> **EXERCISE DETAILS**:
Return all the data below as it stands, minus the pictures.

Source records

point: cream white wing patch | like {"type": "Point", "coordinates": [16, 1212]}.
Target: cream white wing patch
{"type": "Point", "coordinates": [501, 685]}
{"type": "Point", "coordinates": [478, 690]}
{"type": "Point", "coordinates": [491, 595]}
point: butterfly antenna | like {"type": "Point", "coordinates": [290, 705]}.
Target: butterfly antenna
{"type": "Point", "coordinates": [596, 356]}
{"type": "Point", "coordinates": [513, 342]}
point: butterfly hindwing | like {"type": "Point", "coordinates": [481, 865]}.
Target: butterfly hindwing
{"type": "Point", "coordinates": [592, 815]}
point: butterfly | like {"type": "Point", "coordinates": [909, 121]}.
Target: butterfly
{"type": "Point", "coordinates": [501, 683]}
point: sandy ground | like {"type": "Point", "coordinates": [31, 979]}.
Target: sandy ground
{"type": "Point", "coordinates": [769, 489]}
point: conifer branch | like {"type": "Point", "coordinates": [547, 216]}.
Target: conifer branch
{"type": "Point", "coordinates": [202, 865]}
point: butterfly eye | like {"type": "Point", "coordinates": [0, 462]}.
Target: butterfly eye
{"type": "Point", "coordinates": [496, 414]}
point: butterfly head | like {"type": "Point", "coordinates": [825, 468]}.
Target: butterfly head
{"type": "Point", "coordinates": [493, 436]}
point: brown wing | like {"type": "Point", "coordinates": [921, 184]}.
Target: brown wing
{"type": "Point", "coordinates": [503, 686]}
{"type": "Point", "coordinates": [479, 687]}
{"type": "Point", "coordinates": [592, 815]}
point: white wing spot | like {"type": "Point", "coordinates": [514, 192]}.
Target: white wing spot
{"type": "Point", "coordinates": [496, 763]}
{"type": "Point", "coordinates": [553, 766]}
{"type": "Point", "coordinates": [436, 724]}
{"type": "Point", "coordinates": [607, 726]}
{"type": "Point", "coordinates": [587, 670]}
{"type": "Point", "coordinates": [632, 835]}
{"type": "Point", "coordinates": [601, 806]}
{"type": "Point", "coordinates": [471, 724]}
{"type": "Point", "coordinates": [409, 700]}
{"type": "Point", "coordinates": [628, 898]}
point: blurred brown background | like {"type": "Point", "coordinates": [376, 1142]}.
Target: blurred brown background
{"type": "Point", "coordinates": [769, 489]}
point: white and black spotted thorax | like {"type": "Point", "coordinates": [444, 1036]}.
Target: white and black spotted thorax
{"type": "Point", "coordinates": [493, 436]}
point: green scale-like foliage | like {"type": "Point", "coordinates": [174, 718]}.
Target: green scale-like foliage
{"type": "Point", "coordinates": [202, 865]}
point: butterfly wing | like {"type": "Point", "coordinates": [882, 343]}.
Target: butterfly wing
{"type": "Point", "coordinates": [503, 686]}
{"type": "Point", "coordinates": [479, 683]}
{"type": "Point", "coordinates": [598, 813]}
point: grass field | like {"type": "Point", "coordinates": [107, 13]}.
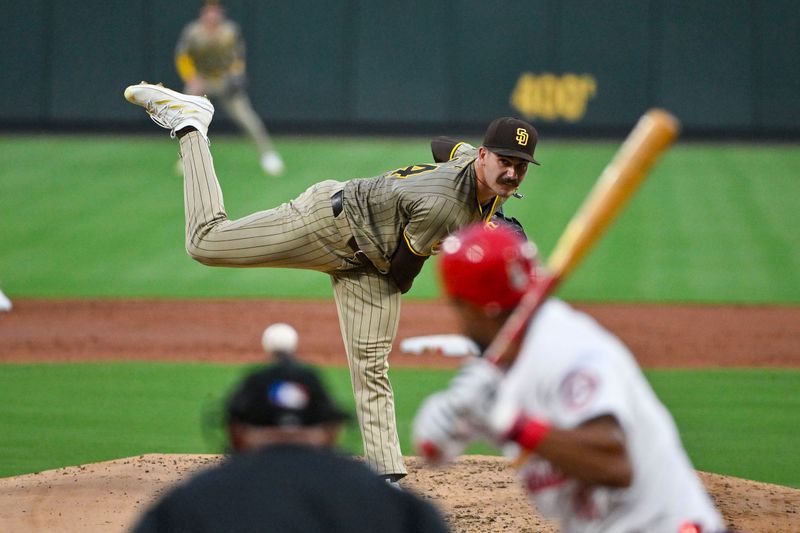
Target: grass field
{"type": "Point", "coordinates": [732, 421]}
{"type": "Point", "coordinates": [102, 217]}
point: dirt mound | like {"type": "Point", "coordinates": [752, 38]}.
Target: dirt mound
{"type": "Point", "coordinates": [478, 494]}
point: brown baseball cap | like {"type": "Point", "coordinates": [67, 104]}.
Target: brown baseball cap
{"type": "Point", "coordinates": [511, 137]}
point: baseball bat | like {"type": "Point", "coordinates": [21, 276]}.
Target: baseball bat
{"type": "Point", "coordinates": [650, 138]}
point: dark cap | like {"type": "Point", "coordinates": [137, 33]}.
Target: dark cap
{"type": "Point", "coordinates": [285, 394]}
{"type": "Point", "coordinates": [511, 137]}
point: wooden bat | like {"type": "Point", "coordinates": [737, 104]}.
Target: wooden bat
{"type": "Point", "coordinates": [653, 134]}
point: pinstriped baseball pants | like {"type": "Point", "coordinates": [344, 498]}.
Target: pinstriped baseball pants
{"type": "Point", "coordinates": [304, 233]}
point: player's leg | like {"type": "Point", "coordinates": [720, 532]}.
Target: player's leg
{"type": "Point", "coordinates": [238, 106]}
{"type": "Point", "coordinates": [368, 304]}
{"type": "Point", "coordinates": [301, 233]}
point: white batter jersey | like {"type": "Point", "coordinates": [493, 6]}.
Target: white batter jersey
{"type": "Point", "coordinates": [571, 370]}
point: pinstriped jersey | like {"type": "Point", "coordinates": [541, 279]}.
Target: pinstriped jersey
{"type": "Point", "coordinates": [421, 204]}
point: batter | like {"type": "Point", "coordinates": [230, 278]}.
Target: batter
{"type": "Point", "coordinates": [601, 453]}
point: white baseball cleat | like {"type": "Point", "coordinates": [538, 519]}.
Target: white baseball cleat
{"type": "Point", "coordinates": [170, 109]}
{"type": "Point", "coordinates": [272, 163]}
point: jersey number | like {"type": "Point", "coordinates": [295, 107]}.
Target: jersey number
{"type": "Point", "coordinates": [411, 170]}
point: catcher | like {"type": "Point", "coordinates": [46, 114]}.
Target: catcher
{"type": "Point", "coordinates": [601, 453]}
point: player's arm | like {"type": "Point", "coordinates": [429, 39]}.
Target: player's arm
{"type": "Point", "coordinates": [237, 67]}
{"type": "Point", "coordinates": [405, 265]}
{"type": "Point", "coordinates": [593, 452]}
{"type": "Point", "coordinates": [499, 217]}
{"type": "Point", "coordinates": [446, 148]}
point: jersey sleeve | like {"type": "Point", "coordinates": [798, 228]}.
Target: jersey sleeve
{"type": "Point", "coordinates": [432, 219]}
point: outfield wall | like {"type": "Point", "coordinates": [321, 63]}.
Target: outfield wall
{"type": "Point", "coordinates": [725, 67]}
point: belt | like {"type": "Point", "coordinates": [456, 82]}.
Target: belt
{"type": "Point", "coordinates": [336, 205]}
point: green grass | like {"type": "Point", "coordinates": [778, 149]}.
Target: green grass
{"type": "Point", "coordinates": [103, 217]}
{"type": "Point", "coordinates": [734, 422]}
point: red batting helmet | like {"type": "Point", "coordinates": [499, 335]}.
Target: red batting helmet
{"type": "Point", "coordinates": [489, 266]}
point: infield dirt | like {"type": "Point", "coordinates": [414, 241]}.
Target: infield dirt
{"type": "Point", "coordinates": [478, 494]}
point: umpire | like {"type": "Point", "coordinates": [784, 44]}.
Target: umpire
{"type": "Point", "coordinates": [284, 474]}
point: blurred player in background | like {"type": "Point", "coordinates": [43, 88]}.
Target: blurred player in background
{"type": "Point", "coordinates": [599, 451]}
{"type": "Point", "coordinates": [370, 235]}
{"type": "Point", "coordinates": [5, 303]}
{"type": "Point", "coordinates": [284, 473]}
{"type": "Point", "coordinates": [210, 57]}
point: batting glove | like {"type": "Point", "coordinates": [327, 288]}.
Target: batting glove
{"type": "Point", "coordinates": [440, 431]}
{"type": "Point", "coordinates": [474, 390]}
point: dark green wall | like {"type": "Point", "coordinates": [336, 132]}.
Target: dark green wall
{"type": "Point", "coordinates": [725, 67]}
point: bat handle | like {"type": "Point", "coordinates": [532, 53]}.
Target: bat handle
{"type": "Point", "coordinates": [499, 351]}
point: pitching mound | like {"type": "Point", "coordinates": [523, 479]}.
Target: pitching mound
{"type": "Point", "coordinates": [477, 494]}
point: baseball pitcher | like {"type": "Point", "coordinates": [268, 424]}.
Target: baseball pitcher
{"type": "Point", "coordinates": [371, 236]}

> **SOLUTION TO THIS EXERCISE**:
point: cream white wing patch | like {"type": "Point", "coordinates": [16, 1212]}.
Target: cream white wing patch
{"type": "Point", "coordinates": [501, 685]}
{"type": "Point", "coordinates": [478, 690]}
{"type": "Point", "coordinates": [491, 595]}
point: butterfly antenna | like {"type": "Point", "coordinates": [290, 705]}.
Target: butterfly antenna
{"type": "Point", "coordinates": [596, 356]}
{"type": "Point", "coordinates": [513, 342]}
point: butterfly hindwing | like {"type": "Point", "coordinates": [481, 865]}.
Target: butterfly hindwing
{"type": "Point", "coordinates": [592, 815]}
point: butterfly | like {"type": "Point", "coordinates": [909, 121]}.
Target: butterfly
{"type": "Point", "coordinates": [501, 683]}
point: sandy ground | like {"type": "Point", "coordinates": [31, 979]}.
Target: sandy ground
{"type": "Point", "coordinates": [769, 489]}
point: conifer branch | like {"type": "Point", "coordinates": [547, 216]}.
Target: conifer branch
{"type": "Point", "coordinates": [202, 865]}
point: butterfly eye | like {"type": "Point", "coordinates": [0, 462]}.
Target: butterfly eye
{"type": "Point", "coordinates": [496, 414]}
point: butterfly head | like {"type": "Point", "coordinates": [825, 468]}.
Target: butterfly head
{"type": "Point", "coordinates": [493, 436]}
point: brown wing | like {"type": "Point", "coordinates": [921, 184]}.
Target: brown wing
{"type": "Point", "coordinates": [503, 686]}
{"type": "Point", "coordinates": [479, 687]}
{"type": "Point", "coordinates": [592, 815]}
point: white wing spot | like {"type": "Point", "coordinates": [514, 192]}.
Target: white wing spot
{"type": "Point", "coordinates": [496, 763]}
{"type": "Point", "coordinates": [553, 766]}
{"type": "Point", "coordinates": [436, 724]}
{"type": "Point", "coordinates": [607, 726]}
{"type": "Point", "coordinates": [587, 670]}
{"type": "Point", "coordinates": [632, 835]}
{"type": "Point", "coordinates": [601, 806]}
{"type": "Point", "coordinates": [471, 724]}
{"type": "Point", "coordinates": [409, 700]}
{"type": "Point", "coordinates": [628, 898]}
point: blurred brown background | like {"type": "Point", "coordinates": [376, 1142]}.
Target: blurred brown background
{"type": "Point", "coordinates": [769, 489]}
point: white and black spotted thorax | like {"type": "Point", "coordinates": [444, 1036]}.
Target: white and black spotted thorax
{"type": "Point", "coordinates": [493, 436]}
point: green scale-like foliage | like {"type": "Point", "coordinates": [174, 718]}.
Target: green scale-like foliage
{"type": "Point", "coordinates": [202, 865]}
point: butterfly wing | like {"type": "Point", "coordinates": [882, 343]}.
Target: butterfly wing
{"type": "Point", "coordinates": [503, 686]}
{"type": "Point", "coordinates": [479, 683]}
{"type": "Point", "coordinates": [598, 813]}
point: grass field | like {"type": "Point", "coordinates": [107, 13]}.
Target: grass field
{"type": "Point", "coordinates": [732, 421]}
{"type": "Point", "coordinates": [102, 217]}
point: dirt mound | like {"type": "Point", "coordinates": [752, 38]}.
Target: dirt mound
{"type": "Point", "coordinates": [478, 494]}
point: brown baseball cap | like {"type": "Point", "coordinates": [67, 104]}.
Target: brown baseball cap
{"type": "Point", "coordinates": [511, 137]}
point: baseball bat | like {"type": "Point", "coordinates": [21, 276]}.
Target: baseball bat
{"type": "Point", "coordinates": [650, 138]}
point: dark cap | like {"type": "Point", "coordinates": [137, 33]}.
Target: dark cap
{"type": "Point", "coordinates": [285, 394]}
{"type": "Point", "coordinates": [511, 137]}
point: wooden bat | like {"type": "Point", "coordinates": [737, 104]}.
Target: wooden bat
{"type": "Point", "coordinates": [653, 134]}
point: pinstriped baseball pants | like {"type": "Point", "coordinates": [344, 498]}.
Target: pinstriped baseball pants
{"type": "Point", "coordinates": [304, 233]}
point: player's leg | like {"type": "Point", "coordinates": [720, 532]}.
Target: player's leg
{"type": "Point", "coordinates": [238, 106]}
{"type": "Point", "coordinates": [368, 304]}
{"type": "Point", "coordinates": [301, 233]}
point: white batter jersey | like {"type": "Point", "coordinates": [493, 6]}.
Target: white batter jersey
{"type": "Point", "coordinates": [571, 370]}
point: pinstriped jersey | like {"type": "Point", "coordinates": [541, 279]}.
Target: pinstriped jersey
{"type": "Point", "coordinates": [421, 204]}
point: batter | like {"type": "Point", "coordinates": [230, 278]}.
Target: batter
{"type": "Point", "coordinates": [601, 453]}
point: white baseball cleat | like {"type": "Point", "coordinates": [538, 519]}.
Target: white baseball cleat
{"type": "Point", "coordinates": [170, 109]}
{"type": "Point", "coordinates": [272, 163]}
point: jersey number | like {"type": "Point", "coordinates": [295, 107]}.
Target: jersey number
{"type": "Point", "coordinates": [411, 170]}
point: catcher | like {"type": "Point", "coordinates": [46, 114]}.
Target: catcher
{"type": "Point", "coordinates": [601, 453]}
point: player's arm | like {"type": "Point", "coordinates": [429, 39]}.
Target: player's arm
{"type": "Point", "coordinates": [237, 67]}
{"type": "Point", "coordinates": [405, 265]}
{"type": "Point", "coordinates": [593, 452]}
{"type": "Point", "coordinates": [499, 217]}
{"type": "Point", "coordinates": [446, 148]}
point: jersey sleeve | like {"type": "Point", "coordinates": [798, 228]}.
Target: jersey sleeve
{"type": "Point", "coordinates": [432, 219]}
point: outfield wall | like {"type": "Point", "coordinates": [321, 63]}.
Target: outfield wall
{"type": "Point", "coordinates": [725, 67]}
point: belt | like {"type": "Point", "coordinates": [456, 82]}.
Target: belt
{"type": "Point", "coordinates": [336, 205]}
point: green grass | like {"type": "Point", "coordinates": [778, 149]}.
Target: green grass
{"type": "Point", "coordinates": [103, 217]}
{"type": "Point", "coordinates": [734, 422]}
point: red batting helmet | like {"type": "Point", "coordinates": [499, 335]}.
Target: red batting helmet
{"type": "Point", "coordinates": [489, 266]}
point: infield dirt | like {"type": "Point", "coordinates": [414, 241]}.
Target: infield dirt
{"type": "Point", "coordinates": [478, 494]}
point: umpire | like {"type": "Point", "coordinates": [784, 44]}.
Target: umpire
{"type": "Point", "coordinates": [284, 474]}
point: blurred player in background | like {"type": "Point", "coordinates": [43, 88]}.
Target: blurred player in background
{"type": "Point", "coordinates": [599, 451]}
{"type": "Point", "coordinates": [370, 235]}
{"type": "Point", "coordinates": [5, 303]}
{"type": "Point", "coordinates": [284, 473]}
{"type": "Point", "coordinates": [210, 57]}
point: batting glove | like {"type": "Point", "coordinates": [327, 288]}.
Target: batting glove
{"type": "Point", "coordinates": [440, 431]}
{"type": "Point", "coordinates": [474, 390]}
point: dark green wall | like {"type": "Point", "coordinates": [336, 132]}.
Target: dark green wall
{"type": "Point", "coordinates": [725, 67]}
point: bat handle | like {"type": "Point", "coordinates": [532, 53]}.
Target: bat handle
{"type": "Point", "coordinates": [499, 351]}
point: pitching mound | like {"type": "Point", "coordinates": [523, 479]}.
Target: pitching mound
{"type": "Point", "coordinates": [477, 494]}
point: baseball pitcher | like {"type": "Point", "coordinates": [268, 424]}.
Target: baseball pitcher
{"type": "Point", "coordinates": [371, 236]}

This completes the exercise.